» Your goal
Edit the part of the listing that begins with the line containing "Task: for the greenhouse-bench survey, tag the white petal" and runs through the end of the listing, swapping "brown anther" for "dark brown anther" and leaving everything else as it is. Give back only that part.

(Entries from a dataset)
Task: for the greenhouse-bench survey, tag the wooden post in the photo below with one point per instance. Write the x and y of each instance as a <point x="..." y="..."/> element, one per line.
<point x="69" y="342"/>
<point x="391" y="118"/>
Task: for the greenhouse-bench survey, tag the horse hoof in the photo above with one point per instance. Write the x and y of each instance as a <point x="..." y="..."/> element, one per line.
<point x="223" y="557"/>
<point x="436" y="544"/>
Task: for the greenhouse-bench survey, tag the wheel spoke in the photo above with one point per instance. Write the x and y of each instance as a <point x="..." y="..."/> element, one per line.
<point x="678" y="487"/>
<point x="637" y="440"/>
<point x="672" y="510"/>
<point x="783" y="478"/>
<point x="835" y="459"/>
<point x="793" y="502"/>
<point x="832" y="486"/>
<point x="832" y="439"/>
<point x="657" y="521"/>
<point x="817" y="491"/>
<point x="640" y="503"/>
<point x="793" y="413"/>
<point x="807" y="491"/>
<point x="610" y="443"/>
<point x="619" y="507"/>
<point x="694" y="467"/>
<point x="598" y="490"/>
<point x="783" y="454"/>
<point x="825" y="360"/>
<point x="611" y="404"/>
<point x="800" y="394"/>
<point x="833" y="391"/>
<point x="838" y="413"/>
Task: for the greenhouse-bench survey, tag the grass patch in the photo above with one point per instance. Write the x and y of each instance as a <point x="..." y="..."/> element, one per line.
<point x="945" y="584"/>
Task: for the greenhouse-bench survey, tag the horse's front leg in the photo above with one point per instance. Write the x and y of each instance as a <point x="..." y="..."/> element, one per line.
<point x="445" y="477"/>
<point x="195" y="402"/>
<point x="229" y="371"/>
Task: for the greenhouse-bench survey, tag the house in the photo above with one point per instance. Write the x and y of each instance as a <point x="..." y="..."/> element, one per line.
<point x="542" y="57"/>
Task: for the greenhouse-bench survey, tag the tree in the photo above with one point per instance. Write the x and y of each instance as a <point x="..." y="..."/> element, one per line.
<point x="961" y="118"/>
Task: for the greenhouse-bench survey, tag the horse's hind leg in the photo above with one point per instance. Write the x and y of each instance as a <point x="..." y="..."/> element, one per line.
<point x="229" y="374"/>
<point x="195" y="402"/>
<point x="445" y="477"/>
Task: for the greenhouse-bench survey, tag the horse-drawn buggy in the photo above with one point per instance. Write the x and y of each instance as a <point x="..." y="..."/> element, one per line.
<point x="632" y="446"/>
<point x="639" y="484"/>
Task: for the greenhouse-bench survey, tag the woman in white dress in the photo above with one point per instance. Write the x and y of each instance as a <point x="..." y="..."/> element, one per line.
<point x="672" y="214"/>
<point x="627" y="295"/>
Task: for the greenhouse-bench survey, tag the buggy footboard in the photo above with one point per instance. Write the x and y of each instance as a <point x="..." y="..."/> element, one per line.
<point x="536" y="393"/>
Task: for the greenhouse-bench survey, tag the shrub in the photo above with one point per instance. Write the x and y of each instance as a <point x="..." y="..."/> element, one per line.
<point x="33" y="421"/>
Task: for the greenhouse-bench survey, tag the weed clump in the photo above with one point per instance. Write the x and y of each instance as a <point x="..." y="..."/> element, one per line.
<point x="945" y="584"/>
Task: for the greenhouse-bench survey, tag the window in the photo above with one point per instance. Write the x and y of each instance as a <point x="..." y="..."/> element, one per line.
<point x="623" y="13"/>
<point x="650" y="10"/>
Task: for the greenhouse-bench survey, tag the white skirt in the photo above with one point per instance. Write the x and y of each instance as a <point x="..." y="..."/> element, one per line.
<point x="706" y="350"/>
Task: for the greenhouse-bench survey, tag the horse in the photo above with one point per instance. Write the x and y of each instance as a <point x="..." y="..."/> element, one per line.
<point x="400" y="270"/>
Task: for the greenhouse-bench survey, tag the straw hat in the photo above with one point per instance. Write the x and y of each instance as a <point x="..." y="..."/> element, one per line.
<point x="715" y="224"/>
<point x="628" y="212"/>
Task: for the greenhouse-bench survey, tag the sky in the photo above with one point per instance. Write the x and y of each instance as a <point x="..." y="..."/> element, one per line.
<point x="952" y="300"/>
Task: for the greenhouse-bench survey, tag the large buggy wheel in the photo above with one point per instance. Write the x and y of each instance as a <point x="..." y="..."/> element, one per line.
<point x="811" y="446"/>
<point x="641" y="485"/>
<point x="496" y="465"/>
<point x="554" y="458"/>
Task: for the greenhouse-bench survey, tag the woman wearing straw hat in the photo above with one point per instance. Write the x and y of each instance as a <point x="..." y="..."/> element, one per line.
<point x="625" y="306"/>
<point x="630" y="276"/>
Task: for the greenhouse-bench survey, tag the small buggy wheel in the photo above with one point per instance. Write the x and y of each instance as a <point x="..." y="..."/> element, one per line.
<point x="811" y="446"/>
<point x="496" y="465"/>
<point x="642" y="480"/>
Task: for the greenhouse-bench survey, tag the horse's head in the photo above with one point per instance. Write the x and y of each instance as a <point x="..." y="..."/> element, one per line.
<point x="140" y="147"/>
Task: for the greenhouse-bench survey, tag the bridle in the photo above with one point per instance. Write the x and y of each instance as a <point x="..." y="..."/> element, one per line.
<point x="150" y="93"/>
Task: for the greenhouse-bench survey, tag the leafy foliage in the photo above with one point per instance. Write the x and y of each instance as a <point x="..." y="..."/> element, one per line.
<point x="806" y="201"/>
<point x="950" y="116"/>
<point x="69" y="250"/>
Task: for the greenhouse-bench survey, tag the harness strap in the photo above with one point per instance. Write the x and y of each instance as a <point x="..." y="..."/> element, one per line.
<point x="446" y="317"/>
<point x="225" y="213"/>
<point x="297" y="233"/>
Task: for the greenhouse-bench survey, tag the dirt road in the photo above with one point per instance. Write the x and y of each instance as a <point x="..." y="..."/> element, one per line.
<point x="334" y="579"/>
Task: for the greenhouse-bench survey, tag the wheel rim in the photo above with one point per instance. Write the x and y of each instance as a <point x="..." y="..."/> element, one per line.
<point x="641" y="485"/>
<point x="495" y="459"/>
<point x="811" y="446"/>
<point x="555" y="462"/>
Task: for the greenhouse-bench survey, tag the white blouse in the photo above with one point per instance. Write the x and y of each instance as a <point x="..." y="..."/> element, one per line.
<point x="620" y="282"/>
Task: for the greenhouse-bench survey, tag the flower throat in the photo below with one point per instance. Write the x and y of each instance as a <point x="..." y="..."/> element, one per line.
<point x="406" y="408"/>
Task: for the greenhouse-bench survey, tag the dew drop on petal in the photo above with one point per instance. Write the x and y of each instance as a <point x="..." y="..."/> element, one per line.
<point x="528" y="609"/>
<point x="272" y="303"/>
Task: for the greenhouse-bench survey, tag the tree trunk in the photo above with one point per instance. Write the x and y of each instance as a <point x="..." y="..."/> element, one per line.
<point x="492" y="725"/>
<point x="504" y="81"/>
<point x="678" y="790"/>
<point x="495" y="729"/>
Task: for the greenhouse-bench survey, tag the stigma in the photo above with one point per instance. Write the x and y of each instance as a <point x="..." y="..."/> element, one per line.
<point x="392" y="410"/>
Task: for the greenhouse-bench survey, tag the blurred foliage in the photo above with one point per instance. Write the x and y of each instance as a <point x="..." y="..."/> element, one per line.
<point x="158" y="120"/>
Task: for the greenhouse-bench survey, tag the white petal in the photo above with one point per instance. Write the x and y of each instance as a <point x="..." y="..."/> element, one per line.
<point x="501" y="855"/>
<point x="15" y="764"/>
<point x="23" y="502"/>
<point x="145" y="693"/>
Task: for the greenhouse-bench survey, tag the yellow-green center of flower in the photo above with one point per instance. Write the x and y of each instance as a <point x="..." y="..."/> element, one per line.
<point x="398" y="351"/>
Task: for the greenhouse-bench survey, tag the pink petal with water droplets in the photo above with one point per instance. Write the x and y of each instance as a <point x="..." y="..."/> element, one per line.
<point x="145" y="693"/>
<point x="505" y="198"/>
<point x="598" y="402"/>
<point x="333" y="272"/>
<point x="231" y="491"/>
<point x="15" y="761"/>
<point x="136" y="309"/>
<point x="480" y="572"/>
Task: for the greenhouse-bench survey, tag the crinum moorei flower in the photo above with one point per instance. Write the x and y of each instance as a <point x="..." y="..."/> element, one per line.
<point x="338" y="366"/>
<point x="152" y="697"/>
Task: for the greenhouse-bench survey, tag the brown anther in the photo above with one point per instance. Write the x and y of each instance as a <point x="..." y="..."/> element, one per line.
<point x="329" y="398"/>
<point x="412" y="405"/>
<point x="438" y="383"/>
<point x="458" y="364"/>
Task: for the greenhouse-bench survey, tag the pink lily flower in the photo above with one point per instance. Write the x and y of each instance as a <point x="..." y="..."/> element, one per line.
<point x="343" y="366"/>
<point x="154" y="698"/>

» Result of this task
Task: for the greenhouse-bench survey, tag the white petal in the photo above with one point per instance. Write the x and y of each instance as a <point x="..." y="..."/> element, one per line.
<point x="501" y="855"/>
<point x="15" y="764"/>
<point x="23" y="502"/>
<point x="145" y="693"/>
Task: for the greenhouse-bench survey, tag the yellow-green center of flower in the photo above with one point per instance. Write the x and y of each instance as a <point x="..." y="..."/> element, one per line.
<point x="398" y="351"/>
Task: for the greenhouse-bench survey, tag the pink petal with water droplets in the photo above with one point per instance. Write the x and y of each instance as a <point x="..." y="..."/> element, one per line.
<point x="145" y="693"/>
<point x="505" y="198"/>
<point x="598" y="402"/>
<point x="333" y="272"/>
<point x="231" y="491"/>
<point x="15" y="761"/>
<point x="136" y="309"/>
<point x="480" y="572"/>
Task: for the greenhouse-bench survey, tag the crinum moorei flower in the photo above with one point per instance. Write the x and y of each instance as a <point x="..." y="..."/> element, one per line.
<point x="338" y="366"/>
<point x="152" y="697"/>
Task: for the greenhouse-bench survey, tag the dark brown anther in the photo above with one point per instance. Write the x and y of each instance as a <point x="..." y="..."/> element, one per line.
<point x="329" y="398"/>
<point x="412" y="405"/>
<point x="438" y="383"/>
<point x="458" y="364"/>
Task: for the greenhouse-bench survey, tag the pink lily flower in the photo above with one point per instance. Write the x and y of each instance as a <point x="..." y="..."/> element, one per line.
<point x="343" y="366"/>
<point x="154" y="698"/>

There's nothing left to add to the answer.